PASSAGE FOR REVIEW START

Graduate Student Seminar

Location

Fine Arts : 215

Date & Time

April 1, 2015, 11:00 am12:00 pm

Description

Session ChairWenxin Lu
DiscussantDr. Huang

Speaker 1: Rowena Bastero
Title
Alternative Approach to Average Treatment Effect Estimation
Abstract
In causal inference, the potential outcome framework posits that every unit has a pair of potential outcomes; one under the control setting and the other under the treatment setting. However, in observational studies, having both outcomes at once is impossible; one is always missing.  Such types of data also have systematic differences in the covariates between the two groups, unlike randomized clinical trial data. These issues pose a problem in the estimation of the average treatment effect, which is the target estimand for inference.  While propensity scores technique addresses this issue, assessment on the matches made based on propensity score continue to reflect imbalance with respect to the covariates of matched pairs (in direct matching) or matched groups (in stratification matching).  With this, a modified method is proposed that guarantees a more balanced group with respect to the covariates.  The proposed matching and estimation method infuses classical model-building and swapping techniques into the meta-analyses framework.  The swapping procedure imputes the missing potential outcome using classical regression and the use of meta-analyses framework provides a pooled estimate for the average treatment effect.  Analysis of a data with continuous response variable suggests that minimal difference in estimates is realized between the proposed method and propensity score technique.  It is also concluded that better estimates are generated using the former as reflected by the smaller standard error of the estimated average treatment effect.

PASSAGE FOR REVIEW END

[ACTIVITY 1]: State whether each statement below agrees with the seminar announcement, answering yes or no and quoting the deciding words: (a) The seminar takes place in Fine Arts 215. (b) The abstract reports a large difference in estimates between the proposed method and the propensity score technique. (c) The swapping procedure uses classical regression to impute the missing potential outcome.
[ACTIVITY 2]: According to the seminar announcement, what is the target estimand for inference?
[ACTIVITY 3]: Extend the seminar announcement beyond its final sentence.

MATERIAL SUPPLIED START

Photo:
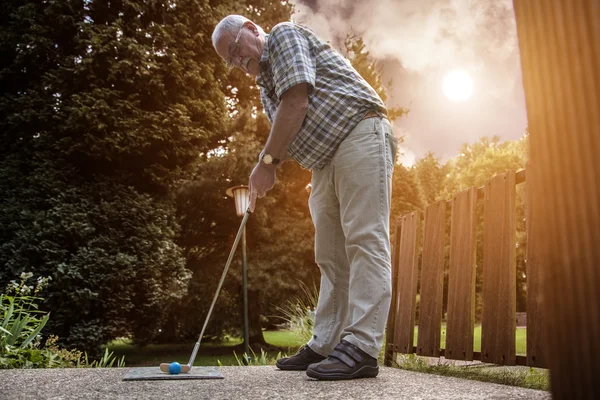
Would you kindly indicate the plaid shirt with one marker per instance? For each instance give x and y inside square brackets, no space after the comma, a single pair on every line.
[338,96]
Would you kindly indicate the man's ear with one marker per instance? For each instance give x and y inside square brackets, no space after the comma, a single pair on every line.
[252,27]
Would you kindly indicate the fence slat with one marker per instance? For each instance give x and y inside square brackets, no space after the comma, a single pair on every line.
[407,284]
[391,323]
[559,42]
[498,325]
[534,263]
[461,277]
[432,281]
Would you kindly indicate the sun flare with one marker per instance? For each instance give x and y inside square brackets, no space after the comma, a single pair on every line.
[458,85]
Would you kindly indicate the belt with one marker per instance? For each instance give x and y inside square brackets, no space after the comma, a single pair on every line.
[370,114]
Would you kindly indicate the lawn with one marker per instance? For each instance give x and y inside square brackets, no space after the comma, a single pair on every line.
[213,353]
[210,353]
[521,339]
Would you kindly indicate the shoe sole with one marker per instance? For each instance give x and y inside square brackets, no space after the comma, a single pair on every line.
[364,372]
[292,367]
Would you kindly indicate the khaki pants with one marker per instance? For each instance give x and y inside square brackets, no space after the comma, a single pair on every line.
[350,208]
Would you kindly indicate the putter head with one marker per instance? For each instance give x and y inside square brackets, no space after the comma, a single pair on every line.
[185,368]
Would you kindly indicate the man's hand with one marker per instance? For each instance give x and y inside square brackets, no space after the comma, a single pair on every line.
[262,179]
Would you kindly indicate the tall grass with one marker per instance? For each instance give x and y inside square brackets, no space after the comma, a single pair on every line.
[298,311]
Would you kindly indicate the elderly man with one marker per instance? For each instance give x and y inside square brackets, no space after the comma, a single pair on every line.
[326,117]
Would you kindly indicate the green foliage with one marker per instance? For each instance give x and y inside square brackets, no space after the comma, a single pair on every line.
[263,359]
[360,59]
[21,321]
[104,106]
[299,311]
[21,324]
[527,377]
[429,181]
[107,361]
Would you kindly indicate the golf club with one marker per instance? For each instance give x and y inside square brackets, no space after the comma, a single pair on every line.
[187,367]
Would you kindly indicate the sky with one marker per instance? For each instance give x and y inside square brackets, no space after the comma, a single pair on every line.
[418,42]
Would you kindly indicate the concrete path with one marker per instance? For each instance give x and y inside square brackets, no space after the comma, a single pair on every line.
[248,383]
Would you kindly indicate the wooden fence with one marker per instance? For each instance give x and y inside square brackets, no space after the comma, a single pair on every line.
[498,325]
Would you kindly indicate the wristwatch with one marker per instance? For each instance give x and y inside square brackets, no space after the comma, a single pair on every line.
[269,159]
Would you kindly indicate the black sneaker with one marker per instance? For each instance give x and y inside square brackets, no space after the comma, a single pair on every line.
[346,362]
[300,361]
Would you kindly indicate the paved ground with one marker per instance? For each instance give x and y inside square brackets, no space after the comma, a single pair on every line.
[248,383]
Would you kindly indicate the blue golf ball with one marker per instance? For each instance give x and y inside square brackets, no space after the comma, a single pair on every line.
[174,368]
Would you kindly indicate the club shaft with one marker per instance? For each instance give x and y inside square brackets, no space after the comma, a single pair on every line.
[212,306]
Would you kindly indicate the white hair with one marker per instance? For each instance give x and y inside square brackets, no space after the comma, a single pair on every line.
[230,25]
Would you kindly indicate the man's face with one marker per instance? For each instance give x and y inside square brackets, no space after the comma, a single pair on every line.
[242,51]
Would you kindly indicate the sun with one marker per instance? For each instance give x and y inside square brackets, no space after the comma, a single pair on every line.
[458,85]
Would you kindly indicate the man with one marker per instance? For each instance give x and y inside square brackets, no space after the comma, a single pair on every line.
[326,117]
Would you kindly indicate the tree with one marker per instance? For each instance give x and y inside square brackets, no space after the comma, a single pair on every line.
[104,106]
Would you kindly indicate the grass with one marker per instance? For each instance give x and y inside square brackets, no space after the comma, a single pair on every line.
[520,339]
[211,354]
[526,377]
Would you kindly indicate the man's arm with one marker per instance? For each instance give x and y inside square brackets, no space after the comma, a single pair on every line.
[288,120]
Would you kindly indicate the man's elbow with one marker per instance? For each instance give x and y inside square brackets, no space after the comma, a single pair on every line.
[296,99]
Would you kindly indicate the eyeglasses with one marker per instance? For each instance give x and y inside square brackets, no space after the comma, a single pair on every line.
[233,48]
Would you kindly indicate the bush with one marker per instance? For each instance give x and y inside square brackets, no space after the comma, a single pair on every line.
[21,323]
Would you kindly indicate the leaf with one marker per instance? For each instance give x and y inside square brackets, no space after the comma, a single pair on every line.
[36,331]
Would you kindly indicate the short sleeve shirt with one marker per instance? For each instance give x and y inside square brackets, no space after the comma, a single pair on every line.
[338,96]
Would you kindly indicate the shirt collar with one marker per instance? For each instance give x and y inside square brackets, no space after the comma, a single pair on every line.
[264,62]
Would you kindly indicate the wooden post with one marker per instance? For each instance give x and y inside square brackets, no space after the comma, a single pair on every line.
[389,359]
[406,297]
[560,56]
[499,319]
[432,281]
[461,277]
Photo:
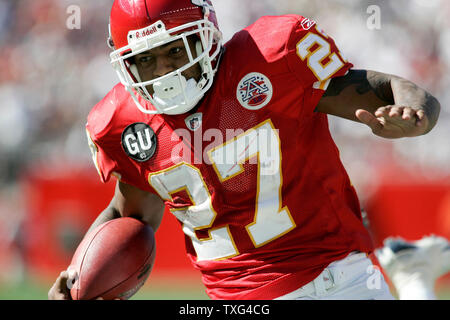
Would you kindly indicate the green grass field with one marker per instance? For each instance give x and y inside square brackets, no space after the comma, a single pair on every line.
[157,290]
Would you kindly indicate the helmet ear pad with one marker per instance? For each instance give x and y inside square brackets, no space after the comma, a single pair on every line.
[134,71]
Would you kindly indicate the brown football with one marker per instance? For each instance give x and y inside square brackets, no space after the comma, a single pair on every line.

MATERIAL SUPPLIED END

[ANSWER SPACE 1]:
(a) Yes: "Fine Arts : 215"
(b) No: "minimal difference in estimates is realized between the proposed method and propensity score technique"
(c) Yes: "The swapping procedure imputes the missing potential outcome using classical regression"

[ANSWER SPACE 2]: The average treatment effect.

[ANSWER SPACE 3]:
Speaker 2: Rabab Elnaiem
Title
Unsupervised statistical learning: clustering
Abstract
Modern datasets are known for containing a large number of parameters, given the relatively small number of observation, which present a challenge in finding statistical approaches that meets those datasets or at least start the process of answering questions that can rise with these datasets.  Unsupervised statistical learning is a set of techniques that address modern datasets needs; we will be focusing on clustering and the issue of defining a suitable of distance measure, mainly describing the two of the most popular clustering algorithm (k-means and hierarchical clustering), I will end the talk with an application of both clustering methods.